■ Описание задачи ■
Можете отредактировать строки ниже, заменив «one per line» на «each on its own line» и больше ничего не меняя?

Фрагменты данных разметки местоположений:
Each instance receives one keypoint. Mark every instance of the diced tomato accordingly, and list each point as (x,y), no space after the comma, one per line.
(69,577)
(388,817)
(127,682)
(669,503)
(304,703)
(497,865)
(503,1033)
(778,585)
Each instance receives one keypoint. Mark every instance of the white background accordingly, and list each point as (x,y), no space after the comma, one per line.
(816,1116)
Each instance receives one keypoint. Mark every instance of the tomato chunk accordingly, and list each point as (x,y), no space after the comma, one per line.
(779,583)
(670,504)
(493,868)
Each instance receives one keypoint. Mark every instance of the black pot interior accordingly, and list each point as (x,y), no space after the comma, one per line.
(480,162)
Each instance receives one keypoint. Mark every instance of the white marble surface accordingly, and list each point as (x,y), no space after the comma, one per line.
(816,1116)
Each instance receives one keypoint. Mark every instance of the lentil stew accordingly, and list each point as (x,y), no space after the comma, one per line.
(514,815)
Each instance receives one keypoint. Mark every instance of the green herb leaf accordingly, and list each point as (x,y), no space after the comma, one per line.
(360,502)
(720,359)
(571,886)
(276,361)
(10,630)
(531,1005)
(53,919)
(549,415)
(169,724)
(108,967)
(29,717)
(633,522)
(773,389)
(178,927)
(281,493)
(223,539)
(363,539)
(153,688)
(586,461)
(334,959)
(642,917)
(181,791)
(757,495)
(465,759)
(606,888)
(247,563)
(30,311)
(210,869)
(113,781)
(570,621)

■ Ответ к задаче ■
Each instance receives one keypoint. Mark every instance of the diced tomato accordingly, and list each point as (x,y), no space after the comma, each on its own line.
(69,577)
(388,817)
(127,682)
(669,503)
(304,703)
(497,865)
(503,1033)
(778,585)
Each instance receives one keypoint. Mark every instance of the white background accordingly, and list each point as (x,y), no space after the comma, each on its own line.
(816,1116)
Each instance receives one keypoint. Mark every instance of the tomato chunk accordingly, and list each point as (x,y), no space after the comma, each on its own line.
(779,583)
(670,504)
(493,868)
Each instance receives one keypoint. Mark every instance of the black pot interior accordingly, and list each point as (x,y), no space after the comma, each on its own line.
(480,162)
Each instance receives one keypoint. Mark every instance of the white marble surface accordingly, and list each point as (x,y), no space after the comma, each on its own line.
(816,1116)
Each instance receives one keypoint. Mark every instance of the lentil stew accordingly, and list each point as (x,y), no space after the comma, each on its own line.
(514,815)
Each instance receives one keypoint. Mark every instance of the green herb leaf accordingly, and list each point as (x,y), no space after the comma, each on its own line.
(360,502)
(720,359)
(571,886)
(276,361)
(10,630)
(531,1005)
(53,919)
(549,415)
(169,724)
(108,967)
(29,717)
(633,522)
(773,389)
(178,927)
(281,493)
(223,539)
(363,539)
(153,688)
(586,461)
(334,959)
(642,917)
(181,791)
(757,495)
(465,759)
(606,888)
(247,563)
(30,311)
(210,869)
(113,781)
(570,621)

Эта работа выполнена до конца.